A code associated with the Russian hacking operation dubbed Grizzly Steppe by the Obama administration has been detected within the system of a Vermont utility, according to U.S. officials.
While the Russians did not actively use the code to disrupt operations of the utility, according to officials who spoke on condition of anonymity in order to discuss a security matter, the penetration of the nation’s electrical grid is significant because it represents a potentially serious vulnerability. Government and utility industry officials regularly monitor the nation’s electrical grid because it is highly computerized and any disruptions can have disastrous implications for the function of medical and emergency services.
American officials, including one senior administration official, said they are not yet sure what the intentions of the Russians might have been. The penetration may have been designed to disrupt the utility’s operations or as a test by the Russians to see whether they could penetrate a portion of the grid.

Directions
- a) Summarize the report on the Vermont utility in two sentences.
- b) Repeat everything in the report on the Vermont utility from "While the Russians" down to "and emergency services.".
The records that come next play no part in this work.

Data provided
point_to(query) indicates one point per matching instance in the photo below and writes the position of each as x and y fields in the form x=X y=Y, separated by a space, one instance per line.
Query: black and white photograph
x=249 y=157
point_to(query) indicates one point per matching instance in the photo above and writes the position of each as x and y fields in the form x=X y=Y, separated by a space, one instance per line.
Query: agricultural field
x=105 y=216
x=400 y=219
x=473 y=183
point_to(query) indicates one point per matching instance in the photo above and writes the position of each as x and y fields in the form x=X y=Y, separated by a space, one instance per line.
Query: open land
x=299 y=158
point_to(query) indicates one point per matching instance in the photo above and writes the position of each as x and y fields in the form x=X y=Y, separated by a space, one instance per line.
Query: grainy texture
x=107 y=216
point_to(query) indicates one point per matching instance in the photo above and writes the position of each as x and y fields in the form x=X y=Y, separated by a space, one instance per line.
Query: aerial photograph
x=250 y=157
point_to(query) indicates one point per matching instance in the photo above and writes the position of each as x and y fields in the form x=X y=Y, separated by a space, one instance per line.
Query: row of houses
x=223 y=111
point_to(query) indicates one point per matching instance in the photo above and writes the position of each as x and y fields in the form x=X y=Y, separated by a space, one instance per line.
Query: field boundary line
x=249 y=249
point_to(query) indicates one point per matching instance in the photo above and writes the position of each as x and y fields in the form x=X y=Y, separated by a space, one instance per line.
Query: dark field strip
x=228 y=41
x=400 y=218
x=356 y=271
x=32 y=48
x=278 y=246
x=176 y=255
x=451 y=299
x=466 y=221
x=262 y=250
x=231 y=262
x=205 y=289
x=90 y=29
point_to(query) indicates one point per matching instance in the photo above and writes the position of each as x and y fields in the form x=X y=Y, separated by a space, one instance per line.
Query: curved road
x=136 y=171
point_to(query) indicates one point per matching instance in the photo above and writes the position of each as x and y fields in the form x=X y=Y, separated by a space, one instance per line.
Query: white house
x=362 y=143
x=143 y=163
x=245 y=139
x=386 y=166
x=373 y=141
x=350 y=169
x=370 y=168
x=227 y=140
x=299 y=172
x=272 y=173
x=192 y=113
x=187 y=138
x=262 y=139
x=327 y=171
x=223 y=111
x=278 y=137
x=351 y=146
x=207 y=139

Answers by task
- a) According to U.S. officials, code associated with the Russian hacking operation called Grizzly Steppe was detected within the system of a Vermont utility. The Russians did not actively use the code to disrupt the utility's operations, but the penetration is significant because it represents a potentially serious vulnerability, and officials are not yet sure what the Russians intended.

- b)
While the Russians did not actively use the code to disrupt operations of the utility, according to officials who spoke on condition of anonymity in order to discuss a security matter, the penetration of the nation’s electrical grid is significant because it represents a potentially serious vulnerability. Government and utility industry officials regularly monitor the nation’s electrical grid because it is highly computerized and any disruptions can have disastrous implications for the function of medical and emergency services.